### Try it
Print every row below verbatim, changing no character.

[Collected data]
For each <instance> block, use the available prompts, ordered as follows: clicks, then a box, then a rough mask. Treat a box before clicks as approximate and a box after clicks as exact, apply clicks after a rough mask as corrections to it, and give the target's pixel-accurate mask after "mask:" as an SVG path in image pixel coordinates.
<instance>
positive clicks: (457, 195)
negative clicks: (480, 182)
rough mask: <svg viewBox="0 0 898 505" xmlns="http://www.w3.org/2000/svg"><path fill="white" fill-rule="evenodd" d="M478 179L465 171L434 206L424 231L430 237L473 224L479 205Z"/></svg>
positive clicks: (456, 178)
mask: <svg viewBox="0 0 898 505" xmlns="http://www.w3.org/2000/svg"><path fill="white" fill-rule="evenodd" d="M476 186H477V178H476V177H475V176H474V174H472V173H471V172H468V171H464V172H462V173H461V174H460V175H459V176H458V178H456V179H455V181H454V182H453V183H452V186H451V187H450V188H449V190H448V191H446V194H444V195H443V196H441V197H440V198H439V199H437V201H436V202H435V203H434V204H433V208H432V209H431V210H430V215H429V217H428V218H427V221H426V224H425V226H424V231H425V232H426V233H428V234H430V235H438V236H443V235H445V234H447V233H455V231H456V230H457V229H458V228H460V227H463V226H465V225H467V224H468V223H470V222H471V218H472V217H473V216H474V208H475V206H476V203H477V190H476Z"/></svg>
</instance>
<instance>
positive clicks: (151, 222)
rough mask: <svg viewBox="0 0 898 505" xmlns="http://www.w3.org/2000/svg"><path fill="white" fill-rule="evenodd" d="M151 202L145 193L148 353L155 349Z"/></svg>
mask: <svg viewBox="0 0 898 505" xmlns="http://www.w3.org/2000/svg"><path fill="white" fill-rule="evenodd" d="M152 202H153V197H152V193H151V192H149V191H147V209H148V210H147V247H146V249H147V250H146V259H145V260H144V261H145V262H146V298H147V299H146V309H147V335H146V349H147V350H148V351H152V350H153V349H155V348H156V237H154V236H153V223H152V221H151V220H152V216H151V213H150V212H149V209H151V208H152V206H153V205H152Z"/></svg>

### Output
For each <instance> block, use the available prompts, ordered as follows: clicks, then a box, then a rough mask. Treat a box before clicks as approximate and a box after clicks as exact, apply clicks after a rough mask as corrections to it, and give the target's pixel-accurate mask after "mask:" as an SVG path in image pixel coordinates.
<instance>
positive clicks: (457, 195)
negative clicks: (480, 182)
rough mask: <svg viewBox="0 0 898 505" xmlns="http://www.w3.org/2000/svg"><path fill="white" fill-rule="evenodd" d="M478 179L465 171L434 206L424 231L430 237L473 224L479 205Z"/></svg>
positive clicks: (456, 178)
mask: <svg viewBox="0 0 898 505" xmlns="http://www.w3.org/2000/svg"><path fill="white" fill-rule="evenodd" d="M476 186H477V178H476V177H475V176H474V174H472V173H471V172H468V171H464V172H462V173H461V174H460V175H459V176H458V178H456V179H455V181H454V182H453V183H452V186H451V187H450V188H449V190H448V191H446V194H444V195H443V196H441V197H440V198H439V199H437V201H436V202H435V203H434V204H433V208H432V209H431V210H430V215H429V217H428V218H427V221H426V224H425V226H424V231H425V232H426V233H428V234H430V235H438V236H443V235H445V234H447V233H455V231H456V230H457V229H458V228H460V227H463V226H465V225H467V224H468V223H470V222H471V218H472V217H473V216H474V208H475V206H476V203H477V190H476Z"/></svg>
</instance>
<instance>
positive clicks: (151, 222)
rough mask: <svg viewBox="0 0 898 505" xmlns="http://www.w3.org/2000/svg"><path fill="white" fill-rule="evenodd" d="M151 202L145 193L148 353L155 349Z"/></svg>
mask: <svg viewBox="0 0 898 505" xmlns="http://www.w3.org/2000/svg"><path fill="white" fill-rule="evenodd" d="M152 202H153V197H152V193H151V192H149V191H147V209H148V210H147V247H146V249H147V250H146V259H145V260H144V261H145V262H146V298H147V299H146V309H147V335H146V349H147V350H148V351H152V350H153V349H155V348H156V237H154V236H153V223H152V221H151V220H152V216H151V213H150V212H149V209H151V208H152V206H153V205H152Z"/></svg>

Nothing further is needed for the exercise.